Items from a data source
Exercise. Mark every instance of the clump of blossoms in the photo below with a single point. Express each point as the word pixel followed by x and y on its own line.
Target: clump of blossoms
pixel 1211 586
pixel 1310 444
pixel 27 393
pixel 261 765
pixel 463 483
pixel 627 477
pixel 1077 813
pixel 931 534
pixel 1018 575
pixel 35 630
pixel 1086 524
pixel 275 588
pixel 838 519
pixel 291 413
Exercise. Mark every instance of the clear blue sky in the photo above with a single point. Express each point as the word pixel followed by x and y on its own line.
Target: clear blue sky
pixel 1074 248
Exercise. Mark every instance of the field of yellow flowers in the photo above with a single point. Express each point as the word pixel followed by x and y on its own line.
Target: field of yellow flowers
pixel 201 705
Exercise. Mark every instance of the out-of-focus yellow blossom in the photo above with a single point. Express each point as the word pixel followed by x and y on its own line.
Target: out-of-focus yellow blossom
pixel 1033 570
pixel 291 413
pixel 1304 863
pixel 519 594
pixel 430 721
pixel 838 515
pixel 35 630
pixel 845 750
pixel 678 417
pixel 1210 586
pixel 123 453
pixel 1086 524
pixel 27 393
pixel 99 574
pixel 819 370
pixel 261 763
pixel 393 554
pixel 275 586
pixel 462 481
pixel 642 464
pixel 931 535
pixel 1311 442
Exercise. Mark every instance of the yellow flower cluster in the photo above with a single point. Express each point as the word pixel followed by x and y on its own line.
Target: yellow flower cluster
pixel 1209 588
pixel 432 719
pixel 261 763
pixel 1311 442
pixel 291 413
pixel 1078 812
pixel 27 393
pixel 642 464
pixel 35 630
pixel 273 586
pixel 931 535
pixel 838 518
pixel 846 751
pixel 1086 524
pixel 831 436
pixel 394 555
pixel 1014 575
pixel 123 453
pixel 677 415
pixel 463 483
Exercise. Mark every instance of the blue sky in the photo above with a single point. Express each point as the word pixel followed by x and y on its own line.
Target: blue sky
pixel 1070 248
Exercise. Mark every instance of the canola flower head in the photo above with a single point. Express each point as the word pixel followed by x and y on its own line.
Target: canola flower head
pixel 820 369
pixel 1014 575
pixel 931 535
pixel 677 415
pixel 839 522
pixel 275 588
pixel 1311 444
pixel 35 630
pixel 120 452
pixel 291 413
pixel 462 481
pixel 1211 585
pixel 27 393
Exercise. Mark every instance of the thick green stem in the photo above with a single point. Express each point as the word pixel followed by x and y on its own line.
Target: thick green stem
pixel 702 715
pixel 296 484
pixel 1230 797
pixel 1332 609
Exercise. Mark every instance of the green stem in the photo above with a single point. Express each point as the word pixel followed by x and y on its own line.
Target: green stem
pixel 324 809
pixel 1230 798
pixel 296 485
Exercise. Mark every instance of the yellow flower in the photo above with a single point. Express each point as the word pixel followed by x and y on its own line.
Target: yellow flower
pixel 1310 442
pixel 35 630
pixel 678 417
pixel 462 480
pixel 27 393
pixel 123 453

» **WHAT IS NEEDED**:
Retype the entries above exactly, but only from the line containing "Target: canola flower head" through the line containing "Exercise. Mark every instance of the yellow flower in", both included.

» **OUTPUT FOR THIS EXERCISE**:
Target: canola flower head
pixel 820 369
pixel 1014 575
pixel 931 535
pixel 677 415
pixel 839 522
pixel 275 588
pixel 1311 444
pixel 35 630
pixel 120 452
pixel 291 413
pixel 462 481
pixel 1211 585
pixel 27 393
Exercise. Mark every instance of the thick green stem in the photo above with a single point. Express each point as the word pixel followed by x and y on its own line.
Target: thick green stem
pixel 702 715
pixel 296 484
pixel 1230 797
pixel 1332 609
Exercise. Mark every instance of the green stem in the photo above with a single point. Express each point as the word pixel followed by x and y on its own line.
Target: green stem
pixel 324 809
pixel 1230 798
pixel 296 485
Exercise. Mark every instance of the yellow flower in the photo above with a single point. Express each point as the word pixel followed by x and y on its own line.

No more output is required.